§ **Enunciados**
1. Segundo o trecho sobre soberania, por quem costumam ser ditados os interesses que os Estados mais fortes defendem?
2. Retorne, sem alterações, a parte do trecho sobre soberania que se inicia pelas palavras contendo "Esses fatores fazem" e se encerra em "imposição da força.".

§ **Trecho**
☆ ☆ ☆ ☆
Esses fatores fazem com que, no plano das relações reguladas no âmbito do direito internacional público, aqueles Estados econômica, tecnológica e belicamente mais fortes possam se impor perante as demais para defender seus interesses, que são geralmente ditados por grandes conglomerados econômicos. A internacionalização do mercado e das culturas é utilizada como desculpa para que um Estado se veja limitado no modo de regular seu modo de vida interno. Cresce a idéia de que o direito interno deve ser subordinado ao direito internacional. A idéia de soberania como conceito flexível é utilizado como mecanismo retórico para imposições advindas da "comunidade internacional". Nesse sentido, é de grande importância uma defesa do conceito de soberania como forma de se combater, juridicamente, uma imposição da força.
☆ ☆ ☆ ☆
§ **Dados de origem**
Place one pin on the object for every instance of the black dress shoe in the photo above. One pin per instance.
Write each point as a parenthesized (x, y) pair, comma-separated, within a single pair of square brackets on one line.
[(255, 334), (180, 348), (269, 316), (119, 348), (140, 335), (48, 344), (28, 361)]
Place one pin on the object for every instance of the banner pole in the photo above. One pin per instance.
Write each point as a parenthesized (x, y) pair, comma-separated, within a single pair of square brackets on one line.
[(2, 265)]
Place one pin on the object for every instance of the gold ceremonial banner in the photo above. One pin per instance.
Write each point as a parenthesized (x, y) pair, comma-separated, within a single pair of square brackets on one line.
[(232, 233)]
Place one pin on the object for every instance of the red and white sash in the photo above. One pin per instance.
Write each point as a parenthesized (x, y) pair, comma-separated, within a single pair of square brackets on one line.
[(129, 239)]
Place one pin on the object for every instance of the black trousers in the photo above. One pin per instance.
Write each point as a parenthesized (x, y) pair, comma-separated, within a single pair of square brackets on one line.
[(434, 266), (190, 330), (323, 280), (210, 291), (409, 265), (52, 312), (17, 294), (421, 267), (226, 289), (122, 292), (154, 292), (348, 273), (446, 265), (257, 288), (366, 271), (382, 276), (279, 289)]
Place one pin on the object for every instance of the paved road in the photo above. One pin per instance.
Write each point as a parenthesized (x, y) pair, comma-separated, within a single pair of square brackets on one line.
☆ ☆ ☆ ☆
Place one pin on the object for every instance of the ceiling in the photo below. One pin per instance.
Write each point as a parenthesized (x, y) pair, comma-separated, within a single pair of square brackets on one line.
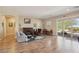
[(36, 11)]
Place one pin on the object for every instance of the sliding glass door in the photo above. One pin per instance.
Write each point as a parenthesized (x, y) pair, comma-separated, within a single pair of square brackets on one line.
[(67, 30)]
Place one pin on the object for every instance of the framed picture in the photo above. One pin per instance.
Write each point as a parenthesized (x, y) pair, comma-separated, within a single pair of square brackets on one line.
☆ ☆ ☆ ☆
§ **Gabarito**
1. Por grandes conglomerados econômicos.

2.
Esses fatores fazem com que, no plano das relações reguladas no âmbito do direito internacional público, aqueles Estados econômica, tecnológica e belicamente mais fortes possam se impor perante as demais para defender seus interesses, que são geralmente ditados por grandes conglomerados econômicos. A internacionalização do mercado e das culturas é utilizada como desculpa para que um Estado se veja limitado no modo de regular seu modo de vida interno. Cresce a idéia de que o direito interno deve ser subordinado ao direito internacional. A idéia de soberania como conceito flexível é utilizado como mecanismo retórico para imposições advindas da "comunidade internacional". Nesse sentido, é de grande importância uma defesa do conceito de soberania como forma de se combater, juridicamente, uma imposição da força.